**WORK ITEM**: Rename "spacing" to "padding" in the design input problem text below, starting at "The workflow shifted." and ending at "is already designed.", and give that stretch again.

**QUOTED PASSAGE**:
·2 min read

The design input problem

AI made it easy to ship UI fast. Shipping it well is a different problem.

Whether you're prompting freestyle or writing structured specs, the output quality ceiling is set by the design inputs you provide. Ask Claude to "add a settings modal" and you'll get a functional modal. It will work. It won't look like something a designer touched.

I kept hitting this with Andelo. The components worked. The spacing was close enough. But something always looked off, and I couldn't always say what. This is where vibe coders get stuck. It's also where agentic engineers stall: the components function, but they don't feel production-ready.

The bottleneck is the input material. The AI generates from statistical averages when it could be pulling from a real design system. The gap between "a button that looks reasonable" and a UntitledUI button is the gap between a prototype and a product.

So I built an open-source MCP server that gives AI agents direct access to UntitledUI's component library. Instead of generating a modal from scratch, the agent fetches the real UntitledUI modal with all its base dependencies: buttons, inputs, icons, layout primitives.

The workflow shifted. "Add a settings page" used to mean generating layout, styling it, then iterating on spacing until it stopped looking off. Now it means fetching the UntitledUI settings template and adapting it to my data model. The starting point is already designed.

Works with Claude Code, Cursor, and VS Code. Base components are free; pro components need a UntitledUI license.

As AI gets better at generating code, the bottleneck moves to design quality. Better prompts won't close that gap. Better building blocks will.

**EXTRACTED INFORMATION**:
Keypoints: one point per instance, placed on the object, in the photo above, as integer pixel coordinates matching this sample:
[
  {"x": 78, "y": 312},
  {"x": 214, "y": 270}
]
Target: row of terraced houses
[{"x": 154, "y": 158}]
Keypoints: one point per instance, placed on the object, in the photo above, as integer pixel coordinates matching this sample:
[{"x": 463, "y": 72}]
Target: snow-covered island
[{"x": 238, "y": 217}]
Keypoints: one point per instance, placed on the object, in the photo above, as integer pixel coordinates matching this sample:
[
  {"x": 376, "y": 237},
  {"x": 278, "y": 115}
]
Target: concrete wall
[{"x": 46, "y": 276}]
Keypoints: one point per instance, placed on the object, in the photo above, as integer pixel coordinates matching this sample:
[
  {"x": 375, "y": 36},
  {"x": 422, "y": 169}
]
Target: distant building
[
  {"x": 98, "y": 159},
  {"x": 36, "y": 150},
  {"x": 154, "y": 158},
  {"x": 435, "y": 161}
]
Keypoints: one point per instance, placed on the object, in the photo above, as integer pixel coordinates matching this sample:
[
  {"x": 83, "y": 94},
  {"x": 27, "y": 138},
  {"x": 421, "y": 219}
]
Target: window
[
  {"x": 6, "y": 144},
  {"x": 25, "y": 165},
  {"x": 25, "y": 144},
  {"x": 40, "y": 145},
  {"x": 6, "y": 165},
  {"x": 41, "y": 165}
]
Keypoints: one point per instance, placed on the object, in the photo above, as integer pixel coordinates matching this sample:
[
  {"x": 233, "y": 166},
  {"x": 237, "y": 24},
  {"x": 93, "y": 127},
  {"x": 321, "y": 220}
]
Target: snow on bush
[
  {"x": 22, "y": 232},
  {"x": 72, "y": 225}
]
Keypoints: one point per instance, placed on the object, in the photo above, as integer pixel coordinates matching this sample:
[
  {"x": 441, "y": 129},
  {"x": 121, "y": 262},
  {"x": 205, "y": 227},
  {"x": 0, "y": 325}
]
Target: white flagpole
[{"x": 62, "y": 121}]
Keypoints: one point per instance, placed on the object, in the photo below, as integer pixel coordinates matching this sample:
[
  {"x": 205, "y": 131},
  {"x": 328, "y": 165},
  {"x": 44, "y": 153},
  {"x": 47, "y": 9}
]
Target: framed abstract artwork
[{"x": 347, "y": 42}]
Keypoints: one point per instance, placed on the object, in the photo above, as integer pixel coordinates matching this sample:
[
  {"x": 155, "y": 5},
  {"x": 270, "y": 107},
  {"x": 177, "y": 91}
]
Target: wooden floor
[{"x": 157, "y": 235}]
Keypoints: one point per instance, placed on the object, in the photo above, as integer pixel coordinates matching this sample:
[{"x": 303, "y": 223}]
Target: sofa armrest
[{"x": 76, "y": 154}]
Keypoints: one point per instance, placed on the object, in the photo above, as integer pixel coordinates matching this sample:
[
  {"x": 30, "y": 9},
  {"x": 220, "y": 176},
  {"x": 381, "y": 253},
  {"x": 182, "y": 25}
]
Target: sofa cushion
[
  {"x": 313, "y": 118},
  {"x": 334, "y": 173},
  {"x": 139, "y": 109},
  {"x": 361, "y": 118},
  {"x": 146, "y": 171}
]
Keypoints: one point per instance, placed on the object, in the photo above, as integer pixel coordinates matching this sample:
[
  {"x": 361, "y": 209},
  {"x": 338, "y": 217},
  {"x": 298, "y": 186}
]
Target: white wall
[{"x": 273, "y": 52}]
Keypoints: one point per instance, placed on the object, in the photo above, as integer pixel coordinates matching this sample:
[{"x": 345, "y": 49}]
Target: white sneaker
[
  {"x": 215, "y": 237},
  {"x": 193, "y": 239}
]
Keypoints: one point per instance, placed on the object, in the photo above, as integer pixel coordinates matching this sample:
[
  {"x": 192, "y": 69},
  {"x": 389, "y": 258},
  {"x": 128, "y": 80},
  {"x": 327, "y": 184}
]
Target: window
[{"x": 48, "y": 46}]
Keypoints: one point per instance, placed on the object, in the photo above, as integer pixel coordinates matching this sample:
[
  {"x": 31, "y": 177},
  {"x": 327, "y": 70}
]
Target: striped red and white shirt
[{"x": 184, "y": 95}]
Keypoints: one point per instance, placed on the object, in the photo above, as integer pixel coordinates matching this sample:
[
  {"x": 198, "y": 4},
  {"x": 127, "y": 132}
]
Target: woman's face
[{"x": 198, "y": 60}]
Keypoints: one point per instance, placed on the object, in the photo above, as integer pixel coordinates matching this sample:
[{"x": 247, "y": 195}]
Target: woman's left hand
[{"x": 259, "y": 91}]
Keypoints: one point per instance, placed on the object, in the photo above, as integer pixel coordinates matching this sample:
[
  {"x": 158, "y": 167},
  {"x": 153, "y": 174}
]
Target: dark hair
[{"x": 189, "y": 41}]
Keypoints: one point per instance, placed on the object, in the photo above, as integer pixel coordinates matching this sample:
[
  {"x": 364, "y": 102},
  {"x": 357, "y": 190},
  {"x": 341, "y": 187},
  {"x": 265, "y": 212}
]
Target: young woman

**TASK RESULT**:
The workflow shifted. "Add a settings page" used to mean generating layout, styling it, then iterating on padding until it stopped looking off. Now it means fetching the UntitledUI settings template and adapting it to my data model. The starting point is already designed.